• TASK TO COMPLETE: Add -32 to each coordinate value in the data below, starting at the line that contains "of the green" and ending at the final line of the data. Reproduce only those lines in full, requests included.

start DATASET

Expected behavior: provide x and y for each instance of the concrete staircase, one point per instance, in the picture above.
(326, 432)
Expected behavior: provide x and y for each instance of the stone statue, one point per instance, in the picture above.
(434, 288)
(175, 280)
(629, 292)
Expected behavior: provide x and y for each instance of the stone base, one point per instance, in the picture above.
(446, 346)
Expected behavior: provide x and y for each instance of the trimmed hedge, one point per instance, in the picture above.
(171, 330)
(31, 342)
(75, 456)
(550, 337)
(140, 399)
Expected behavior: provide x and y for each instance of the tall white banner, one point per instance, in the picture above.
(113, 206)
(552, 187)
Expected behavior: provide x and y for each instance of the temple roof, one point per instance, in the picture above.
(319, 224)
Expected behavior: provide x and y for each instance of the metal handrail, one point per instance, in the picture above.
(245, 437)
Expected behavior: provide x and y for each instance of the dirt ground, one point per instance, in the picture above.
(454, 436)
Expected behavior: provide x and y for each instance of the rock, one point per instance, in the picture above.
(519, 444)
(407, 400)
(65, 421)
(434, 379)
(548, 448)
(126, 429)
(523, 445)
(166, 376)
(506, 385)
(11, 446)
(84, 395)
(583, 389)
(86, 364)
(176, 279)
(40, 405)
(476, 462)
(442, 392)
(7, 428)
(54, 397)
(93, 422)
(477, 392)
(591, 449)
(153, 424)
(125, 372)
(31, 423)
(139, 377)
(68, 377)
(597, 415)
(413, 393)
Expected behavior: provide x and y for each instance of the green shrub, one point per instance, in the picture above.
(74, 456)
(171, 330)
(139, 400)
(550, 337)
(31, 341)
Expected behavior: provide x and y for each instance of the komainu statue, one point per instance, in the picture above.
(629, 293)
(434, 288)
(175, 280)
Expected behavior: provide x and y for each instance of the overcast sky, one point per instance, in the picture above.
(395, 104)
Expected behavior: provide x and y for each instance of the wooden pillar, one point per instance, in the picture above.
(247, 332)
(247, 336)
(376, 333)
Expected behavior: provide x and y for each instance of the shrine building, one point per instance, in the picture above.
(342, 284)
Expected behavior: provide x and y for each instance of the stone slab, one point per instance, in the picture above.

end DATASET

• THE RESULT:
Expected behavior: provide x and y for each instance of the green shrub, one point per instance, in the picture above.
(42, 424)
(139, 298)
(107, 368)
(518, 305)
(-1, 309)
Expected behavior: provide x and y for each instance of the komainu statue, one point per instance, in the picture above.
(597, 261)
(402, 256)
(143, 248)
Expected behavior: provide x and y for each instance of the overcast sky, one point per instance, in the picture above.
(363, 72)
Expected behavior: provide x and y for each instance of the wooden pillar, one point per instance, in the picture above.
(215, 300)
(215, 304)
(344, 301)
Expected behavior: provide x and y for each instance of the shrine building, one point per instance, in the picture above.
(310, 252)
Expected behavior: provide x and y for each instance of the stone slab, one point per instance, in the picture above.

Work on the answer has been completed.